**Stated task**
Write out again, word for word, the lines of the items below from the line with "Could you point to the red" through the end of the items.

____

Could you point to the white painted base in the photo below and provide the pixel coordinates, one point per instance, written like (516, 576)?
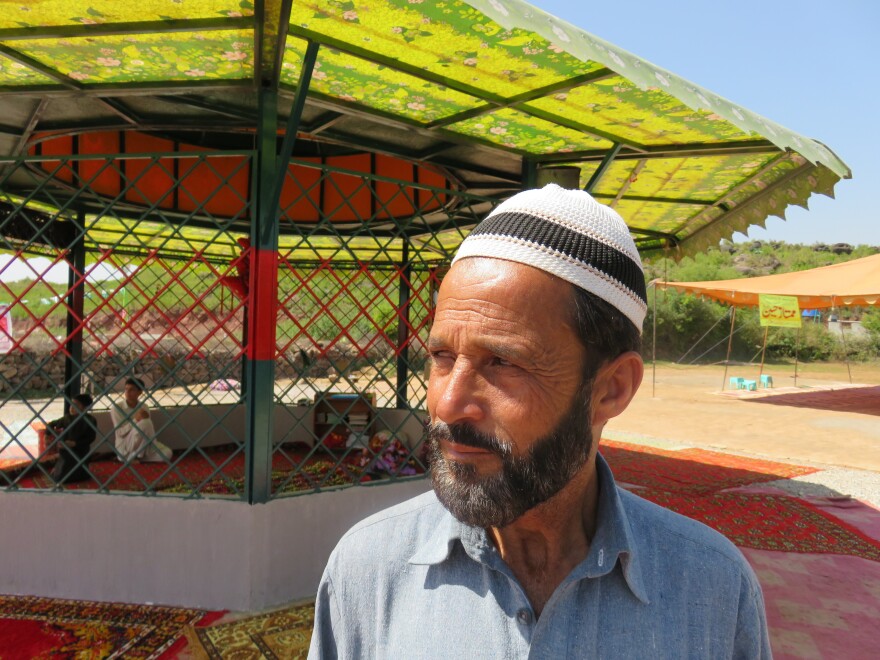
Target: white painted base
(208, 554)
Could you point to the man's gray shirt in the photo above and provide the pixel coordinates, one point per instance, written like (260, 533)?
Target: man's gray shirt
(413, 582)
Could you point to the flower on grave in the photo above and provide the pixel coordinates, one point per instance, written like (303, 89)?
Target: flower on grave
(562, 34)
(499, 7)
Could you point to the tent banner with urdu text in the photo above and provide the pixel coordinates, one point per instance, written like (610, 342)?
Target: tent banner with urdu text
(781, 311)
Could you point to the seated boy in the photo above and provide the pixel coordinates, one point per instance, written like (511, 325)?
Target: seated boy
(135, 435)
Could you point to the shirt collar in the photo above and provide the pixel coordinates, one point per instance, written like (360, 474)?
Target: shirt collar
(614, 540)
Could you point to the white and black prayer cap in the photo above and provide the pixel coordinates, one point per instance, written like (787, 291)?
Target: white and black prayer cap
(568, 234)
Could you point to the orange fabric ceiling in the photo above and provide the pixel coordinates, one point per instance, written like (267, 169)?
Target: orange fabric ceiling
(855, 282)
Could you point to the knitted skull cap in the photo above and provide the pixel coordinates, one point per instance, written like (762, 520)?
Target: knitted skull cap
(568, 234)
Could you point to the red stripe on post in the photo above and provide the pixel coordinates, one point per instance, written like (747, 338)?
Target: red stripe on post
(262, 304)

____

**Output**
Could you point to the red stripe on post in the photo above and provide the pixel coordinates, one point per instance, written like (747, 338)?
Target: red stripe on post
(262, 304)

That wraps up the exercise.